[Start of Attachment]

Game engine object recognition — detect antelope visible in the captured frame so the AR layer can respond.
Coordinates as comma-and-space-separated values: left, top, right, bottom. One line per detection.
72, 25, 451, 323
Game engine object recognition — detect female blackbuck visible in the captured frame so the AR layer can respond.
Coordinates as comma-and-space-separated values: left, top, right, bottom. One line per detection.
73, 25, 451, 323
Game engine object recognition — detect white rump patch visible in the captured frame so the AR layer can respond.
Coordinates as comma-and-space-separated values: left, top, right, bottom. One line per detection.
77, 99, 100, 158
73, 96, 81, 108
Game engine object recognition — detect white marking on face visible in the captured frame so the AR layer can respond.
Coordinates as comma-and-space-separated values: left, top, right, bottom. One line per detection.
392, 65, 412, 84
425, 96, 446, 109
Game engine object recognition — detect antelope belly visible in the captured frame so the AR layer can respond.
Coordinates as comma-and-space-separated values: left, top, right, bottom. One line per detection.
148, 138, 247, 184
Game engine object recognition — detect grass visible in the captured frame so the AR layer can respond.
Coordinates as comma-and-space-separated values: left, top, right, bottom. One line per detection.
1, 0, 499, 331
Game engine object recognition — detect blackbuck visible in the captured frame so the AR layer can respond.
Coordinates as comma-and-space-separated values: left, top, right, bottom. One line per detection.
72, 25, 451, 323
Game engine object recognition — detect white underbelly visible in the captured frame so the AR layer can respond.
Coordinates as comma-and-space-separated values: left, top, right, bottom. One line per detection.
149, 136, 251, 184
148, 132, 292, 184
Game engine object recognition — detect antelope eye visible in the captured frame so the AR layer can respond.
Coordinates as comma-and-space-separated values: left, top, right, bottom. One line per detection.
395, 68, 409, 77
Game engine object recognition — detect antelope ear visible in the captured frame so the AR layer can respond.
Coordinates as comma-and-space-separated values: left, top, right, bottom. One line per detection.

[End of Attachment]

» How to complete this task: Each line in the records above that contains the word "antelope" must be copied.

» Response below:
Game engine object recognition — detect antelope visible in the captured frame so the AR layer can respond.
Game engine object recognition — detect antelope belly visible in the captured frame so the AR layer can respond.
Game engine object recognition — detect antelope eye visible in the captured frame so the AR layer can respond.
Game engine object recognition — detect antelope ear visible in the captured frame so the AR layer can respond.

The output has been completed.